▶ [TO DO]:
Please report how many lines in the data below contain the word "mountain", giving only the number.

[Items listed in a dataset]
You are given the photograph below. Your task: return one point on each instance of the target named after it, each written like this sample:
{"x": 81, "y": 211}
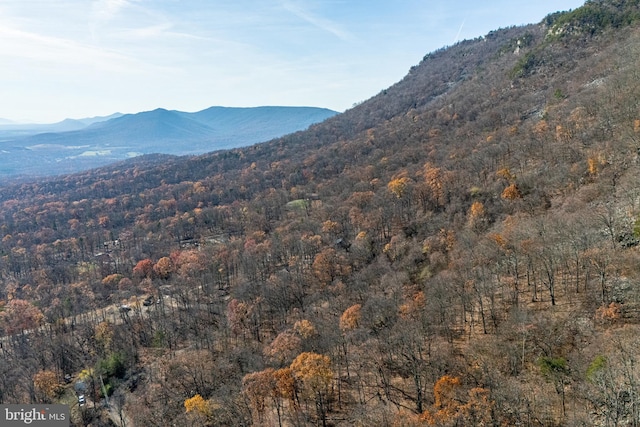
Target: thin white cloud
{"x": 302, "y": 12}
{"x": 60, "y": 52}
{"x": 105, "y": 10}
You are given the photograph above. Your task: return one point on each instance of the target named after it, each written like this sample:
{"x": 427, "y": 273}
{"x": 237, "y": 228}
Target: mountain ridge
{"x": 461, "y": 249}
{"x": 97, "y": 141}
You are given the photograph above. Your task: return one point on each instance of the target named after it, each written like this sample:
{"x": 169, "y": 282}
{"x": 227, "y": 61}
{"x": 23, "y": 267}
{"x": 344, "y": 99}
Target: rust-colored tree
{"x": 47, "y": 385}
{"x": 314, "y": 374}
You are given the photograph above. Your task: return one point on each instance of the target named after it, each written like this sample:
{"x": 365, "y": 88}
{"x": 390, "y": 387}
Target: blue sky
{"x": 83, "y": 58}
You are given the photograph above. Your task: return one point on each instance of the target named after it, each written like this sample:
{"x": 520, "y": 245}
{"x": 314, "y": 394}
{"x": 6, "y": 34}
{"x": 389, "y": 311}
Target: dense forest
{"x": 461, "y": 249}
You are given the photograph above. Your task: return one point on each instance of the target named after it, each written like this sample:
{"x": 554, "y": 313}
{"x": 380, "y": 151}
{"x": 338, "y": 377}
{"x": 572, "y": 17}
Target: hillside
{"x": 461, "y": 249}
{"x": 75, "y": 145}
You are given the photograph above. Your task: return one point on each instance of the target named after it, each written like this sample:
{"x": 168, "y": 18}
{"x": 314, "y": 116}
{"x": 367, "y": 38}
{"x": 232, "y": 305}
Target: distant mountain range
{"x": 78, "y": 144}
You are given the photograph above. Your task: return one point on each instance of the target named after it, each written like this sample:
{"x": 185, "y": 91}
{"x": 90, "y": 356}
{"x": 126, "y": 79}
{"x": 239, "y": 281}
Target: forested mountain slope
{"x": 461, "y": 249}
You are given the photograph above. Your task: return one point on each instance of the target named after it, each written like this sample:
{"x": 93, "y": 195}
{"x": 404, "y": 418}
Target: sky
{"x": 84, "y": 58}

▶ [TASK OUTPUT]:
3